## Given task
From the cancel culture essay below, return the passage starting with "Until one day" and going on through "in piss again.", copied word for word.

## Excerpted text

-- begin --

For the sake of argument, let’s say something called “cancel culture” exists as a 21st-century specific example of collective, reactionary shunning of an undesirable person or viewpoint, perpetuated by leftists, and primarily preying on right-of-center viewpoints.
Such behavior would be nothing new. Every culture is constantly trying to push its adherents to conform, and wielding its own specialized form of ostracism to enforce this conformity.
But if this “cancel culture” is reactionary, what is it reacting to? Isn’t being reactionary the traditional tactic (and duty) of conservatives who are, by definition, trying to “conserve” a unitary culture?
I would suggest here that “cancel culture,” is a reaction to an argumentative tactic for which I have yet to see a clear definition. For the lack of a better term, let’s call this tactic, to which “cancel culture” is a reaction, something appropriate to its nature: fence pissing.
Two examples may suffice. Please note that I am not attempting to describe “troll” or “wedge issue” or their many variants. This is something different.
Example 1:
Imagine you own a piece of property. Lucky you, right, in this day and age? You share a boundary with a neighbor. This boundary is marked by a physical fence. The fence doesn’t actually stop anyone from crossing; it serve chiefly as a marker and a reminder of the legal status of the two plots. This side is mine, that side is yours. You do your business there, I do my business here. A social-capitalist boundary. All is good.
Until one day you wake up, survey your domain, and note that the fence is soaked in piss. It stinks awful as it’s so saturated. The fence itself is largely ruined. Perhaps you could wait for the sun to dry it out. You tell your neighbor about this, knowing all the while that they pissed on the fence, and they smirk and only agree to help replace the fence if the fence is re-positioned a little further onto your property. After all, they argue, that’s where it should have been in the first place, and perhaps even claiming that the new proposed position reflects where it was originally.
Without much choice, you agree and the fence is replaced, and you have slightly less land than before.
The next day you wake up and the fence is soaked in piss again.
Example 2:
Let’s say “Steve” is prejudiced against transgendered people, and motivated to do something about it rather than keep such thoughts to himself. The reason for this prejudice is irrelevant. More important for this example is that Steve knows quite well that he cannot say his opinion about transgendered people aloud in most settings without negative consequences. He feels hemmed in and constricted. How dare society muzzle him? Whatever happened to freedom?
Steve notes, however, that there is a peripheral way to act on his prejudice that is far more socially acceptable; he can wax at length about how transgender athletes should not compete in women’s sports. This doesn’t attract as much ire because he can frame his objection through notions of fair play and equity for women, which are also legally protected and offer a strong counterargument. He can also gain allies for this argument that he would not have gained if he simply stated he doesn’t like transgendered people. Steve doesn’t really give a damn about the specific issue he’s chosen; it’s primarily a way for him to express his prejudice without much risk to himself and make life a little more difficult for those he dislikes – not just transgendered people, but the people who support them as people with rights like all others.

-- end --

## Record list

-- begin --

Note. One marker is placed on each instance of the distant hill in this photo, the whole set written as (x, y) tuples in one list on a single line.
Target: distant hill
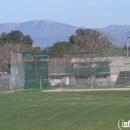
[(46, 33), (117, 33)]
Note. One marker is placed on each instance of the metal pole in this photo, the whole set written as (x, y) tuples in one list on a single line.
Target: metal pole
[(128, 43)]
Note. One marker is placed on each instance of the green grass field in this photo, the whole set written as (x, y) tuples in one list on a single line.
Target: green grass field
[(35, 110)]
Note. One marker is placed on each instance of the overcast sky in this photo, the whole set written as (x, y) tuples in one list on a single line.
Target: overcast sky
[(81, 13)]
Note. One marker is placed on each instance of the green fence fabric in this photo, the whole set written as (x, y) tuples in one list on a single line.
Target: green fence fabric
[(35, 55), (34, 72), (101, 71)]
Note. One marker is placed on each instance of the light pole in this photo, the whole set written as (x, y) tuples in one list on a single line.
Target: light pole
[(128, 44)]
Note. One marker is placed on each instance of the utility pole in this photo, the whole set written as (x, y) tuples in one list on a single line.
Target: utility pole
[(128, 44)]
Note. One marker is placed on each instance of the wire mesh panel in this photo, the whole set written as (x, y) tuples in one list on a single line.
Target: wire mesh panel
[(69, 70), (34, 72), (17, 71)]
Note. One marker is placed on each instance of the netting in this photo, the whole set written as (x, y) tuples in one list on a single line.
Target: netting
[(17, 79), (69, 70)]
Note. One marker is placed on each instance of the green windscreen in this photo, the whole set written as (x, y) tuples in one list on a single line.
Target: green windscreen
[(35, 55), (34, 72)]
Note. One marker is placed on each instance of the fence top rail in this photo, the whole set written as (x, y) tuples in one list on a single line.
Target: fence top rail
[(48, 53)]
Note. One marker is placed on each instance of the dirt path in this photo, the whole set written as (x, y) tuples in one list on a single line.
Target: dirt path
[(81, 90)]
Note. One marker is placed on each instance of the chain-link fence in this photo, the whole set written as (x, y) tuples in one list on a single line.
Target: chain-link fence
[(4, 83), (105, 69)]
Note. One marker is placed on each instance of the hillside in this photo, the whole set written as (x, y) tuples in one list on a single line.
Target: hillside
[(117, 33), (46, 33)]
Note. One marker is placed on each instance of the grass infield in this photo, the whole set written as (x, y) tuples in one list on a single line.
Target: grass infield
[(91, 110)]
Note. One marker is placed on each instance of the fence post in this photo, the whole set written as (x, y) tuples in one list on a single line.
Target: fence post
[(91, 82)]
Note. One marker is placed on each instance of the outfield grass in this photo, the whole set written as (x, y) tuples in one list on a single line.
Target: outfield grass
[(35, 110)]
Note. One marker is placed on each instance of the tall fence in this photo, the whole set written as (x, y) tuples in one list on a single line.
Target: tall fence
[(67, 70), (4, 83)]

-- end --
-- begin --

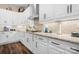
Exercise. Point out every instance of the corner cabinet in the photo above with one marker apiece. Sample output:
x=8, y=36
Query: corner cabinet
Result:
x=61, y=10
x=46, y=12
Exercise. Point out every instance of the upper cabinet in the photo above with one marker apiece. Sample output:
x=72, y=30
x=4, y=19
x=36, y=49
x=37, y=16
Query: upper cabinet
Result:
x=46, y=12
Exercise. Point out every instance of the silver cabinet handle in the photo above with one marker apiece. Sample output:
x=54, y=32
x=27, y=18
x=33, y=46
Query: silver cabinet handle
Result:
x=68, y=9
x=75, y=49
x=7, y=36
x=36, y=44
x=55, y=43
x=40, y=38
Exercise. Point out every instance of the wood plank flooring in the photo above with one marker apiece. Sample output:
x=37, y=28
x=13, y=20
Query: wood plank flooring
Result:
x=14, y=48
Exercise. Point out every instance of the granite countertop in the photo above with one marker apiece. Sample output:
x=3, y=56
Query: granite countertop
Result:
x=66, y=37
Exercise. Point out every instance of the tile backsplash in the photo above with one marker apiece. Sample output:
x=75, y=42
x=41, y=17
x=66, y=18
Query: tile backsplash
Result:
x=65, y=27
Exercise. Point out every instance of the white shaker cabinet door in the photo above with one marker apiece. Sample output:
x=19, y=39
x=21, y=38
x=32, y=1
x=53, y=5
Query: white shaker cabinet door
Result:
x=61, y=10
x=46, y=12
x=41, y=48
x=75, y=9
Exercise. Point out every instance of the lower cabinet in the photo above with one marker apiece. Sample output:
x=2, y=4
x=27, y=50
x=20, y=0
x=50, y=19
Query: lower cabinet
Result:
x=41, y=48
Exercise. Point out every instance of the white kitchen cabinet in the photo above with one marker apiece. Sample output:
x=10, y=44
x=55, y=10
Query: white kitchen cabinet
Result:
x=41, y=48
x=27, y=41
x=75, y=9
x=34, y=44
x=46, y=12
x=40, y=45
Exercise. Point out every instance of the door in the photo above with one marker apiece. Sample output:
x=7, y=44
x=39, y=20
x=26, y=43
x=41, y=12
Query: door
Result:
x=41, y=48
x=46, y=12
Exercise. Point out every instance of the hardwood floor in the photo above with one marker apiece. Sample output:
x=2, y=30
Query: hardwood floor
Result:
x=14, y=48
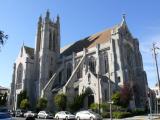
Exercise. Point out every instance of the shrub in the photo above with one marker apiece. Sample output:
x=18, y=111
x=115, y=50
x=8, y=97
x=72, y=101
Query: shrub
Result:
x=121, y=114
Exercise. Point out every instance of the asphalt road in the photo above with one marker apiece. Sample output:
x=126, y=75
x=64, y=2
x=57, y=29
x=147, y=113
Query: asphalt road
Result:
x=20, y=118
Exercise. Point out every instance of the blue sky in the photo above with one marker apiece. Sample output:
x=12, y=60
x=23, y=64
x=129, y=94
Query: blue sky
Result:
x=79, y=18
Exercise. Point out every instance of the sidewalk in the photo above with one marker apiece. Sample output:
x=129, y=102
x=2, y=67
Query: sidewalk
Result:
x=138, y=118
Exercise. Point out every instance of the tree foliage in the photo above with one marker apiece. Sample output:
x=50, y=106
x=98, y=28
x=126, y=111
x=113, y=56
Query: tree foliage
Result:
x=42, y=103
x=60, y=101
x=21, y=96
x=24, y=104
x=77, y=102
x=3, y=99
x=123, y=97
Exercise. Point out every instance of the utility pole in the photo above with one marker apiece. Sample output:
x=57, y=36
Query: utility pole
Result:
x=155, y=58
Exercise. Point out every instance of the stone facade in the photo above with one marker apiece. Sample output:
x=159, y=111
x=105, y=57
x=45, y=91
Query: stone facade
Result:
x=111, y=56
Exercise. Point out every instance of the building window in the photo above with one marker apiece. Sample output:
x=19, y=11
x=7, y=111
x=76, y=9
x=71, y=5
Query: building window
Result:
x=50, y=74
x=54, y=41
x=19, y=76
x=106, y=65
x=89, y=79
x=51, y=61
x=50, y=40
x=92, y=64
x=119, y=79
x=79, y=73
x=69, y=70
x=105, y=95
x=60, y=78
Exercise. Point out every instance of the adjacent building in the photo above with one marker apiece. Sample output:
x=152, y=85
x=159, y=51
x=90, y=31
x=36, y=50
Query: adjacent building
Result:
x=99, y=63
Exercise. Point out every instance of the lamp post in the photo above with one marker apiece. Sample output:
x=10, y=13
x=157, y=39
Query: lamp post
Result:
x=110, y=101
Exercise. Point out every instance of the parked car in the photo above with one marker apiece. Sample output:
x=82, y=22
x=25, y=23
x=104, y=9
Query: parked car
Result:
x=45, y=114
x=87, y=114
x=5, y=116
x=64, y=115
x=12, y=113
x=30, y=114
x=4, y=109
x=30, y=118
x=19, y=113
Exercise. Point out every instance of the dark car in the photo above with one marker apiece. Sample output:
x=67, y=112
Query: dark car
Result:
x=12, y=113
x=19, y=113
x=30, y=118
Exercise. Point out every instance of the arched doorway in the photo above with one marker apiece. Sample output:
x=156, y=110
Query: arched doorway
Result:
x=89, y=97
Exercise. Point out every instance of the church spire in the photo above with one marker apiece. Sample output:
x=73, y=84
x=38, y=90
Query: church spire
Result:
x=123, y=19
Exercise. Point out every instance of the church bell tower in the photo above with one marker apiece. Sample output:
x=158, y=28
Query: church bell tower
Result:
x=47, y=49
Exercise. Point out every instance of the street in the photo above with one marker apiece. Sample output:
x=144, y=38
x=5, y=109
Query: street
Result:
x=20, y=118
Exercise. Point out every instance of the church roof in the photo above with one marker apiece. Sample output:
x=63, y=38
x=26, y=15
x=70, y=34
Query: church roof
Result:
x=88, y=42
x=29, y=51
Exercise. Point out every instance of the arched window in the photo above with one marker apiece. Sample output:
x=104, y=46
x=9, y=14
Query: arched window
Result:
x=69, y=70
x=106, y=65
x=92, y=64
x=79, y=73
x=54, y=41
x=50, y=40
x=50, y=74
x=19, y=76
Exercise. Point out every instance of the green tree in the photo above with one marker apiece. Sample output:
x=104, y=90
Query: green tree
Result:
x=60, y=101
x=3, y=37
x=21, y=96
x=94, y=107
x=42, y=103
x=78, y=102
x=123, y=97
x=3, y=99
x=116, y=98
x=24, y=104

-- end --

## Correct result
Until one day you wake up, survey your domain, and note that the fence is soaked in piss. It stinks awful as it’s so saturated. The fence itself is largely ruined. Perhaps you could wait for the sun to dry it out. You tell your neighbor about this, knowing all the while that they pissed on the fence, and they smirk and only agree to help replace the fence if the fence is re-positioned a little further onto your property. After all, they argue, that’s where it should have been in the first place, and perhaps even claiming that the new proposed position reflects where it was originally.
Without much choice, you agree and the fence is replaced, and you have slightly less land than before.
The next day you wake up and the fence is soaked in piss again.